Instructions to follow: Copy out each line in the rows below that contains the word "covered", reproducing every such line in full.

Task data:
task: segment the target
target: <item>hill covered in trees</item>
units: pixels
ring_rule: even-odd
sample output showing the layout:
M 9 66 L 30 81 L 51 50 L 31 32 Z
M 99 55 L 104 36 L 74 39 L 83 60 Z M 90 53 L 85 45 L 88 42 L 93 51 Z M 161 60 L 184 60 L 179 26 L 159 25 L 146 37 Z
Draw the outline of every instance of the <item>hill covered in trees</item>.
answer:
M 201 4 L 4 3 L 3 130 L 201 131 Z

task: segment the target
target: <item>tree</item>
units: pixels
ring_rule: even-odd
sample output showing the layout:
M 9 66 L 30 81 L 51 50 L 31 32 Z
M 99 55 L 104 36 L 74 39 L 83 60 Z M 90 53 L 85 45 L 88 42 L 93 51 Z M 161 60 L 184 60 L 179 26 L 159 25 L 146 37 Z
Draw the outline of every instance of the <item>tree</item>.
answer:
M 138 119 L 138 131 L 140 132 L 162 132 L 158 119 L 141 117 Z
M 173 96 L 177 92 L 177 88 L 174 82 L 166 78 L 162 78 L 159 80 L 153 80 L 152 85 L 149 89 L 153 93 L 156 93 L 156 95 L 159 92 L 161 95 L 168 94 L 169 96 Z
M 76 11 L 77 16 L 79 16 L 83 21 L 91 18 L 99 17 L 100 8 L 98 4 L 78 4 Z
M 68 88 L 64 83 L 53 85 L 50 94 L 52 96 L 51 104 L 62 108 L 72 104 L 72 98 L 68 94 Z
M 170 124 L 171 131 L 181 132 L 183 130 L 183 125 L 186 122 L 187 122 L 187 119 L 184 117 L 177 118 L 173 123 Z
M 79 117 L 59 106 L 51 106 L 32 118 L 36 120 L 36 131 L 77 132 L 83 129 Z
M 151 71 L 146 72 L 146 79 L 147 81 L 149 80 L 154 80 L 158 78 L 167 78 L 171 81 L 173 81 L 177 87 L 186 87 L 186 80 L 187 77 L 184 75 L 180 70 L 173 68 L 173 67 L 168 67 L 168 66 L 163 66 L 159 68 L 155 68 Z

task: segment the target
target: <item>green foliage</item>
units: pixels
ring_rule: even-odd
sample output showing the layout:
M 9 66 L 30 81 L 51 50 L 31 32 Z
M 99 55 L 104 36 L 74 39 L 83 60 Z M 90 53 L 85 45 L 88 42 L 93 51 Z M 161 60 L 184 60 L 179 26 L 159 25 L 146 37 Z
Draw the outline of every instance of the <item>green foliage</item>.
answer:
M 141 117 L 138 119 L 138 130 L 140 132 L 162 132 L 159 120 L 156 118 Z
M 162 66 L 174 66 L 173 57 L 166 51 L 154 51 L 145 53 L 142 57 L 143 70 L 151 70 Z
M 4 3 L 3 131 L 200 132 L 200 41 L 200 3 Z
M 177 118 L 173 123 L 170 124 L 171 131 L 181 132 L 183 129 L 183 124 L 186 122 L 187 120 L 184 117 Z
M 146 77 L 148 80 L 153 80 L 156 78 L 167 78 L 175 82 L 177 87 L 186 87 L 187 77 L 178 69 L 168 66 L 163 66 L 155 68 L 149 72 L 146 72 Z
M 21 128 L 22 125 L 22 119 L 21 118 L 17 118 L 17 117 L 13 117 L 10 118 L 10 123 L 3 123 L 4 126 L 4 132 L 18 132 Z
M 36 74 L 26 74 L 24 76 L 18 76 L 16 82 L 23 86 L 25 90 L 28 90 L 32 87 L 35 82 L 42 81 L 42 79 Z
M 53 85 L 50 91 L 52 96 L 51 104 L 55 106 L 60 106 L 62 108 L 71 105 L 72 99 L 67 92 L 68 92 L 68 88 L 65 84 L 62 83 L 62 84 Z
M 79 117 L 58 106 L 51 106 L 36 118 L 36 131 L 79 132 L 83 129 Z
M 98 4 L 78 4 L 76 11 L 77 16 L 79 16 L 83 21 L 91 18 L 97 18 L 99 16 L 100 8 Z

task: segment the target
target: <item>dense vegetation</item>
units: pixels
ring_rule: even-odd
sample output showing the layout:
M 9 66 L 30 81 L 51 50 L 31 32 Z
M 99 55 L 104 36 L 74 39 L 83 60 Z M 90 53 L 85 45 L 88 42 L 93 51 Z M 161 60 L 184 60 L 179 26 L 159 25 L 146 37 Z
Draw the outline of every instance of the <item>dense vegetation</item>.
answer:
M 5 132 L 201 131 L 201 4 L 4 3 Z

--

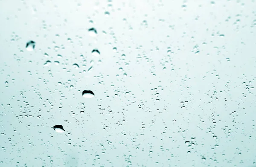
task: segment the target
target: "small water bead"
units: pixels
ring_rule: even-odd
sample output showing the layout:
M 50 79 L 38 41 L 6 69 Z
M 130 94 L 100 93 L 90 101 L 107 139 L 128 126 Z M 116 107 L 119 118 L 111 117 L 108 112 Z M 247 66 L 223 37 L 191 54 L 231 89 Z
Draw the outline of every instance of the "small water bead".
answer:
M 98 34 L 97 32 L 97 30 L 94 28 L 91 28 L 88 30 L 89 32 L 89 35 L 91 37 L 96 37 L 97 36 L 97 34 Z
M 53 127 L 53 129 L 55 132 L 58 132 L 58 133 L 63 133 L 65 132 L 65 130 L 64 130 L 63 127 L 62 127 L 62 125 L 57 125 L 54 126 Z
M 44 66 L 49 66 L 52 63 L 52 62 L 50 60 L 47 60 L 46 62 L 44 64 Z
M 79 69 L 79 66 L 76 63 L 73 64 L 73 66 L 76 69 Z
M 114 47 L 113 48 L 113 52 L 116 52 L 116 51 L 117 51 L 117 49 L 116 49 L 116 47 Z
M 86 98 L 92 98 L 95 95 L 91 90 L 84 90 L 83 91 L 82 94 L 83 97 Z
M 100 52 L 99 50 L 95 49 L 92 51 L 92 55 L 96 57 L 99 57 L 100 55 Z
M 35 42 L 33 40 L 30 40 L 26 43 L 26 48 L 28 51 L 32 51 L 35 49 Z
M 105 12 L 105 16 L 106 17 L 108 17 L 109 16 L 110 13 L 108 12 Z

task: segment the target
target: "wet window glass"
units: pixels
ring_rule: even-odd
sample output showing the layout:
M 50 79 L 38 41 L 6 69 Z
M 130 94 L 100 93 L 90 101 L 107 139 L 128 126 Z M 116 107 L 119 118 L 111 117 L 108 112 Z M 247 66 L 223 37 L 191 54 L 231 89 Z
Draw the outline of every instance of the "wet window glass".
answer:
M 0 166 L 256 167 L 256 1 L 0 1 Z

Worked solution:
target: <item>hill covered in trees</item>
Draw the outline of every instance of the <item>hill covered in trees</item>.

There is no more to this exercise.